→ **SOURCE EXTRACT**
>> start

That said, DO keep an eye on her affair. She will never commit to you as long as she thinks she can have him. 

Move back home. If she wants space, SHE can move out. YOU stay there, WITH the kids. If she doesn't like it, she can go to counseling.

This is NOT something you can fix by just being nicer and giving her whatever she wants. Her affair fog is confusing her mind so what she 'wants' is not logical. YOU have to be the logical one for now. Move back home.


----------



## turnera (Jan 22, 2010)

Hunt, you spelled Becoming incorrectly.


----------



## Affaircare (Jan 11, 2010)

Ummm...WOW not sure where that hostility is coming from AFEH but I will say that I agree with HuntBrown on this one. I don't say that to in any way bash the OP or make him feel worse than he already does, but rather to point out a specific truth which is that he can not control his wife. 

She is having an affair, and SHE is responsible for all the consequences associated with the choice to do that. 

BUT that in no way alleviates the OP from what he may or may not have done to contribute to the disintegration of this, his second marriage!! He is equally responsible for the choices he made and actions he took. Now, since his wife is not here seeking help...and since he can not change her but he CAN change himself...that means that we would address him, his contributions, his issues, and start with HIM.

>> end

→ **DATA PROVIDED**
>> start

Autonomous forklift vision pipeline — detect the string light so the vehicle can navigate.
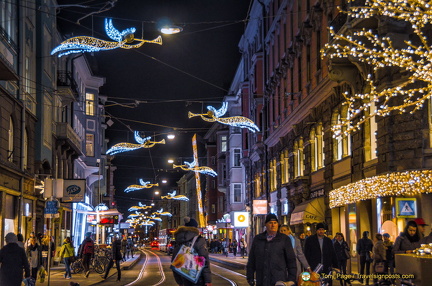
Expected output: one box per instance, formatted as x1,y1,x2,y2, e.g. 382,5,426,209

>> end

→ **PROBLEMS TO SOLVE**
A: In the forum thread about the wife's affair, whose view does Affaircare say she agrees with?
B: Continue the forum thread about the wife's affair from the point where it stops.

→ **TASK-BY-TASK OUTPUTS**
A: HuntBrown's.

B:
Thus, I would ask that rather than attempting to begin a flame war here--let's keep the focus (and replies) to the OP lostbuilder, and help him deal with his issues. Lostbuilder, you yourself admit that you react from anxiety and are controlling and it's pushing her away. So here's my challenge to you? What are you going to do about it? How are you going to change so that you don't react from anxiety and fear and instead react from a place of calm decision? How are you going to change so that you recognize your partner as an equal and act out of respect not control?


----------



## Affaircare (Jan 11, 2010)

turnera said:


> Hunt, you spelled Becoming incorrectly.


:rofl: :lol: You are so funny turnera! 

Thank you, God, for the grammar nazis! :lol: :rofl:


----------



## turnera (Jan 22, 2010)

It's what I do...

I are an editor by profession.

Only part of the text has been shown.